- **How to complete this task**: List every line below containing "yellow".

- **Task material**:
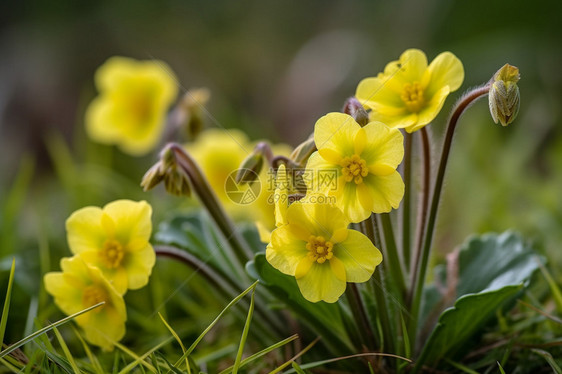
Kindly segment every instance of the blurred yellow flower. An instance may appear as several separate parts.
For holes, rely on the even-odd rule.
[[[308,301],[336,302],[346,282],[366,282],[382,261],[373,243],[348,225],[334,205],[295,202],[286,224],[271,234],[267,261],[294,276]]]
[[[449,93],[464,80],[461,61],[443,52],[429,66],[425,53],[408,49],[398,61],[386,65],[384,73],[365,78],[355,96],[371,109],[371,121],[411,133],[430,123],[443,107]]]
[[[68,245],[98,267],[119,294],[148,283],[156,256],[149,243],[152,208],[146,201],[117,200],[85,207],[66,220]]]
[[[90,343],[112,350],[113,343],[125,335],[127,312],[123,297],[98,268],[88,266],[79,256],[63,258],[61,269],[62,272],[45,274],[45,289],[67,315],[105,301],[74,320]]]
[[[351,222],[398,208],[404,196],[396,171],[404,157],[398,129],[381,122],[361,127],[347,114],[328,113],[316,122],[314,141],[318,151],[306,166],[313,171],[308,191],[334,196]]]
[[[178,93],[170,68],[156,60],[112,57],[98,68],[95,82],[99,96],[86,111],[88,135],[131,155],[152,150]]]
[[[271,230],[275,227],[274,204],[271,199],[274,192],[274,175],[269,166],[264,164],[257,184],[234,183],[236,171],[252,153],[255,145],[239,130],[208,129],[203,131],[194,143],[188,144],[186,149],[197,161],[218,199],[234,219],[257,221],[261,229]],[[275,154],[290,153],[290,148],[283,144],[275,145],[272,149]],[[231,183],[227,184],[227,181]],[[254,195],[257,196],[248,201],[234,201],[233,191],[230,190],[232,187],[241,191],[255,188]]]

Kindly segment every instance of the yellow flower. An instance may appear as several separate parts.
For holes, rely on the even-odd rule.
[[[371,121],[411,133],[430,123],[439,113],[449,93],[464,79],[461,61],[443,52],[429,66],[425,53],[408,49],[400,60],[386,65],[384,73],[365,78],[355,96],[368,109]]]
[[[61,269],[62,272],[45,274],[45,289],[67,315],[105,301],[104,305],[74,320],[84,329],[90,343],[104,350],[113,349],[113,342],[125,335],[127,312],[123,297],[98,268],[88,266],[79,256],[63,258]]]
[[[343,113],[328,113],[314,127],[317,152],[307,169],[309,191],[334,196],[351,222],[397,209],[404,182],[396,171],[404,157],[403,136],[380,122],[364,127]]]
[[[222,205],[234,219],[258,221],[262,229],[271,230],[275,219],[271,203],[273,183],[268,166],[264,165],[259,173],[259,183],[236,185],[240,191],[255,189],[255,199],[252,197],[246,201],[235,201],[236,195],[232,194],[236,171],[252,153],[254,146],[255,143],[239,130],[208,129],[199,135],[195,143],[186,148],[201,167]],[[275,145],[272,148],[275,154],[290,153],[286,145]],[[227,185],[227,181],[231,183]]]
[[[305,299],[333,303],[346,282],[366,282],[382,255],[362,233],[349,230],[349,221],[331,204],[295,202],[286,224],[271,234],[267,261],[297,279]]]
[[[289,176],[285,165],[279,165],[275,175],[275,192],[270,196],[270,203],[274,206],[275,227],[287,223],[287,209],[289,207]],[[271,241],[271,231],[274,228],[267,227],[261,221],[256,222],[260,240],[264,243]]]
[[[151,214],[146,201],[131,200],[77,210],[66,220],[70,250],[98,267],[119,294],[141,288],[156,260],[148,241]]]
[[[86,111],[88,135],[131,155],[152,150],[178,93],[170,68],[161,61],[112,57],[98,68],[95,81],[100,94]]]

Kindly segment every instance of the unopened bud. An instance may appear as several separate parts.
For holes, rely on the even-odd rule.
[[[181,100],[181,106],[187,114],[185,129],[190,139],[195,139],[203,130],[203,108],[211,97],[207,88],[195,88],[187,91]]]
[[[236,183],[253,183],[258,178],[263,167],[263,154],[261,152],[253,152],[250,154],[238,169],[236,173]]]
[[[343,112],[352,116],[361,127],[369,123],[369,113],[363,108],[359,100],[353,96],[345,101]]]
[[[297,164],[304,165],[314,151],[316,151],[316,144],[314,143],[314,137],[310,137],[295,148],[293,153],[291,153],[291,160]]]
[[[164,180],[164,174],[161,172],[162,163],[159,161],[152,165],[150,169],[144,174],[141,181],[143,191],[148,191],[156,187]]]
[[[507,126],[517,117],[520,101],[517,86],[519,78],[519,69],[509,64],[505,64],[494,74],[488,100],[495,123],[499,121],[502,126]]]
[[[189,176],[178,165],[174,150],[169,146],[160,152],[160,160],[144,174],[141,186],[144,191],[148,191],[162,181],[166,191],[172,195],[191,196]]]

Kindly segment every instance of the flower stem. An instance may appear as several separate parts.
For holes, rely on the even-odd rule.
[[[404,198],[402,199],[402,255],[406,268],[410,267],[410,189],[412,179],[412,134],[404,137]]]
[[[431,250],[431,244],[433,241],[433,232],[435,229],[435,221],[437,219],[437,210],[439,208],[439,199],[441,197],[441,190],[443,187],[443,180],[445,177],[445,169],[447,168],[447,161],[449,160],[449,152],[451,150],[451,145],[453,143],[453,135],[455,133],[455,128],[457,127],[458,120],[460,116],[464,113],[466,108],[470,106],[476,99],[486,95],[490,89],[489,84],[485,84],[481,87],[477,87],[467,94],[462,96],[454,106],[451,117],[449,118],[449,124],[447,127],[447,132],[445,134],[445,140],[443,142],[443,150],[441,151],[441,159],[439,161],[439,168],[437,169],[437,176],[435,178],[435,185],[433,187],[433,197],[431,199],[431,207],[429,211],[429,216],[427,219],[427,232],[425,235],[424,244],[421,250],[421,261],[414,264],[414,271],[417,276],[415,277],[415,286],[413,288],[413,301],[412,301],[412,319],[409,331],[413,334],[413,337],[417,334],[417,324],[419,319],[420,304],[423,293],[423,286],[425,283],[425,275],[427,272],[427,265],[429,261],[429,254]],[[414,339],[411,340],[415,342]]]
[[[404,270],[402,268],[402,263],[398,257],[398,247],[396,246],[396,240],[394,239],[394,231],[392,230],[392,221],[390,220],[390,214],[382,213],[379,214],[382,231],[384,234],[384,254],[388,258],[387,262],[387,272],[391,274],[394,280],[395,287],[398,289],[398,294],[400,299],[404,298],[406,291],[406,282],[404,280]]]
[[[369,350],[375,349],[375,336],[369,323],[369,319],[367,318],[365,304],[361,299],[357,284],[348,283],[345,293],[347,295],[347,300],[349,301],[349,307],[351,308],[353,317],[359,324],[359,334],[361,336],[363,344]]]
[[[197,193],[201,202],[205,205],[205,208],[207,208],[207,211],[217,224],[219,230],[232,247],[236,258],[243,269],[246,262],[253,257],[253,253],[248,244],[226,215],[221,204],[218,202],[215,193],[209,186],[209,182],[197,166],[197,163],[180,145],[171,143],[169,147],[176,155],[179,165],[189,175],[193,190]],[[242,270],[242,272],[244,271]]]
[[[410,289],[408,293],[408,298],[406,300],[408,305],[411,305],[413,290],[415,287],[415,281],[418,274],[417,264],[420,261],[421,249],[423,245],[423,238],[425,233],[425,227],[427,224],[427,209],[429,208],[429,181],[431,179],[431,148],[429,143],[429,135],[426,127],[422,127],[420,130],[421,140],[422,140],[422,153],[423,153],[423,190],[422,199],[420,205],[420,213],[418,217],[418,228],[417,228],[417,242],[416,250],[414,252],[414,267],[412,269],[412,276],[410,278]]]
[[[371,217],[364,221],[365,227],[365,235],[371,239],[371,242],[377,248],[382,248],[382,241],[380,232],[378,229],[378,223],[374,214],[371,214]],[[384,260],[383,260],[384,261]],[[375,301],[377,304],[377,312],[378,317],[380,318],[380,326],[382,329],[382,336],[383,341],[381,342],[381,346],[379,349],[385,349],[389,352],[393,352],[392,346],[393,336],[390,328],[390,317],[388,315],[388,305],[386,300],[386,284],[385,284],[385,274],[384,274],[384,267],[379,266],[378,269],[375,269],[375,274],[373,275],[373,281],[375,285],[379,288],[379,290],[375,290]],[[378,292],[377,292],[378,291]]]

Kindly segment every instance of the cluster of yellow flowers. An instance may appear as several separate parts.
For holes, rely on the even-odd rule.
[[[335,302],[346,282],[370,279],[382,255],[348,225],[399,207],[404,195],[396,170],[404,156],[399,129],[411,133],[430,123],[463,79],[462,63],[452,53],[440,54],[428,66],[422,51],[410,49],[383,73],[359,83],[356,98],[370,110],[370,122],[361,126],[344,113],[329,113],[316,122],[317,151],[306,164],[311,175],[307,196],[288,207],[277,204],[277,228],[266,250],[269,263],[294,276],[307,300]],[[320,177],[330,172],[335,185]],[[283,166],[277,179],[279,184],[287,179]],[[276,194],[287,191],[279,187]],[[311,203],[320,201],[309,196],[314,194],[334,199]]]
[[[77,210],[66,221],[74,256],[61,260],[62,272],[45,274],[45,289],[68,315],[105,302],[75,319],[86,339],[104,350],[125,335],[123,295],[145,286],[152,272],[151,215],[146,201],[117,200]]]
[[[255,201],[236,204],[228,196],[225,182],[232,179],[232,173],[253,148],[245,134],[207,130],[187,149],[229,213],[258,222],[262,239],[269,242],[268,261],[281,272],[295,276],[306,299],[335,302],[346,282],[367,281],[382,261],[373,243],[348,226],[373,213],[399,207],[405,188],[397,171],[404,157],[400,129],[412,133],[429,124],[463,79],[462,63],[452,53],[441,53],[428,64],[422,51],[409,49],[376,77],[362,80],[355,96],[368,111],[367,123],[363,123],[366,114],[361,121],[345,113],[320,118],[314,128],[316,151],[305,165],[309,172],[303,178],[307,195],[289,206],[289,191],[281,184],[292,176],[280,167],[273,199],[275,214],[273,192],[263,173]],[[166,111],[177,95],[173,73],[162,62],[115,57],[98,70],[96,84],[100,96],[86,115],[89,135],[132,154],[151,150],[160,139]],[[320,175],[330,173],[335,183],[323,183]],[[320,203],[318,196],[332,199]],[[138,270],[147,268],[147,263],[140,261],[147,257],[132,253],[148,245],[147,241],[127,242],[115,234],[116,225],[107,218],[109,213],[92,209],[83,214],[96,217],[99,230],[85,229],[85,220],[73,215],[68,223],[71,249],[80,254],[80,261],[101,269],[118,294],[146,283],[146,274],[142,277],[143,272]],[[106,209],[109,205],[104,212]],[[100,236],[105,238],[103,242]],[[131,253],[126,261],[123,253]],[[78,269],[69,265],[74,263],[70,260],[64,263],[69,271]],[[129,264],[136,271],[115,264]],[[99,294],[92,293],[95,297],[86,299],[99,298]]]

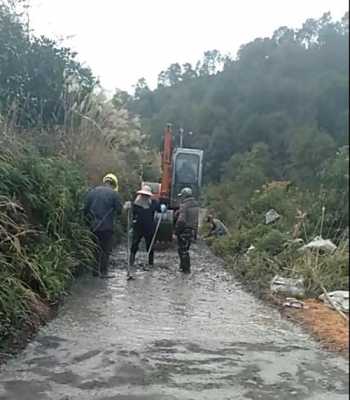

- **Response**:
Kindly segment every instance of the blurred yellow flower. An instance may appear as several separate parts.
Kindly segment every instance of the yellow flower. An instance may appear as several separate parts.
Kindly segment every instance of the cluster of yellow flowers. An instance may appear as several separate parts.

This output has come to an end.